**SOURCE EXCERPT**
A New Freedom Movement

Yazad Jal
Economic Times, New Delhi, January 15, 2000

The lack of freedom and excessive regulation of the Indian State affects the poorest hardest, says Yazad Jal.

In India, the fight for independence and freedom from foreign rule began in earnest around 1900. It took us less than fifty years after that to boot the British. But were the next fifty years really the era of prosperity in India? India is the under-achiever of the 20th Century. What went wrong? And more importantly, what can we do right?

Any usual trot of excuses would list an exploding population, lack of education, poor infrastructure, inequality of income, corruption, the caste system, our 'Indian mentality,' etc.

All of the above mislead us into making wrong policies. Japan has a higher population density and is far richer. Many countries in Africa have a far thinner population density and are poorer than India. Kerala's literacy rate is above 90% but its per capita income is half of Punjab's whose literacy rate is barely 60%. Is the 'Indian mentality' such a terrible stumbling block? Indians do very well all around the world, except in India itself.

Looking deeper, the missing component that explains India's poor progress is freedom. Yes-freedom, Economic freedom. In 1947 we gained independence from an alien British Empire, but in 2000 we are still shackled by the omnipresent Indian State, a little better since 1991, but not enough.

**DATA RECORDS**
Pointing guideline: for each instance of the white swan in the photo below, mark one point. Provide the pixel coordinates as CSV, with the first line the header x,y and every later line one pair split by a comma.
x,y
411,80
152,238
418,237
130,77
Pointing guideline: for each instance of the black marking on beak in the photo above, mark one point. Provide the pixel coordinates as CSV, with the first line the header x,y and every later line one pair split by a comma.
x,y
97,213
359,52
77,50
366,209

**TASK PROMPT**
Answer these questions from the article on economic freedom in India:
(a) Around what year did India's fight for independence begin in earnest?
(b) How does Kerala's per capita income compare with Punjab's?
(c) Since what year has the Indian State been "a little better"?

**REPLY**
(a) Around 1900.
(b) Kerala's per capita income is half of Punjab's.
(c) Since 1991.